* Excerpt
Issue 66: Kites… Life.

It’s always interesting when it comes time for me to write one of these, with so much going on I find myself having trouble distinguishing between personal and “kiting”… Quite frankly, for me, there might not be much distinction.

Some semi-random thoughts, observations…

Chinese Counterfeits

As cited in David Gomberg’s article from our last issue, we’re seeing a growing trend from China with regard to blatantly copying designs, products, themes and more… Just within the past year we discovered that the B-Series was being copied (albeit badly) by more than one Chinese manufacturer.  Two of them removed those patterns from their web sites within three days of stern communication, but the majority of those effected aren’t so fortunate.

Primarily, for day to day purposes, I take a great deal of solice from knowing that in the long run, a strong community, quality products and ongoing education/promotion will sustain kiting for the most part.

Trying to look at it positively, I’d like to believe that every bad copy flown ultimately brings that buyer one step closer to researching kiting and learning about better community generated products… In the meantime however, manufacturers, designers and artists are being affected directly through poor quaulty product (i.e. bad customer experience), creative infringement and most of all, on the sales front in an especially difficult economic time.

What gets me the most as a flier is the fact that someone who has their first kite experience with one of these cheap knock offs can sometimes have a poor enough experience that they simply shove it in the closet and be turned off altogether.

I’m digressing from my point, pardon… The core observation is that most of the knock offs are coming out of China, this is well documented, even with a simple Google search…

My question is, why?

What dynamic is at work here?

Sure, we know all the points… The increase of US kitemakers outsourcing their manufacturing to China over the past decade has provided easier access to kite designs, textile companies, staff training, etc, etc, all the things necessary to produce kites at that level.

But that’s not what I’m getting at either…

We’re talking about what is arguably the birthplace of kiting, where kite first met sky, where they still practice some of the most beautiful and intricate kite designs in the world, some brilliantly designed with animated features that are driven by the wind… However, these artisians are reducing in numbers as less and less young folk apprentice into the art of kite making, a cultural shift is clear.

I’m saddened at the thought of such original, rich and beautiful art working its way to extinction while more and more businesses train their youth in the ways of copying and theft… Where is the moral fiber in that?

In the early to mid-90’s, there were dozens and dozens of different cottage kitemaker designs… Sure, they all sprang forth from many of the same grandparents and inspirations, but there was a decidedly larger effort to be original in some way, only very rarely plagarized directly from another kite.

* Material provided
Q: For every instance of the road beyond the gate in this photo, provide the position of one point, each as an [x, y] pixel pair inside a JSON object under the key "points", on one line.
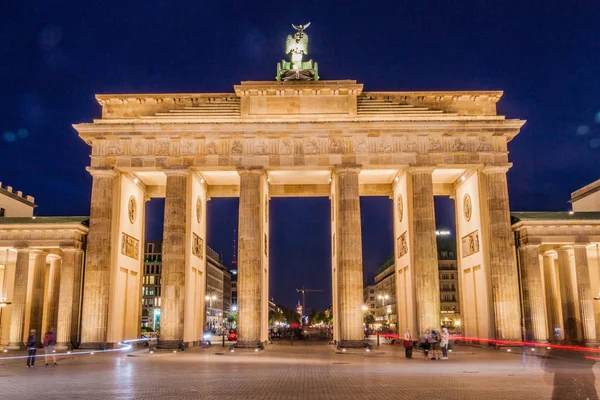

* Written exercise
Please translate this sentence from the kite essay into Spanish: "The increase of US kitemakers outsourcing their manufacturing to China over the past decade has provided easier access to kite designs, textile companies, staff training, etc, etc, all the things necessary to produce kites at that level." The data has no part in this.

* Full answer
El aumento de fabricantes de cometas estadounidenses que han trasladado su producción a China durante la última década ha facilitado el acceso a diseños de cometas, empresas textiles, capacitación de personal, etc., etc., todo lo necesario para producir cometas a ese nivel.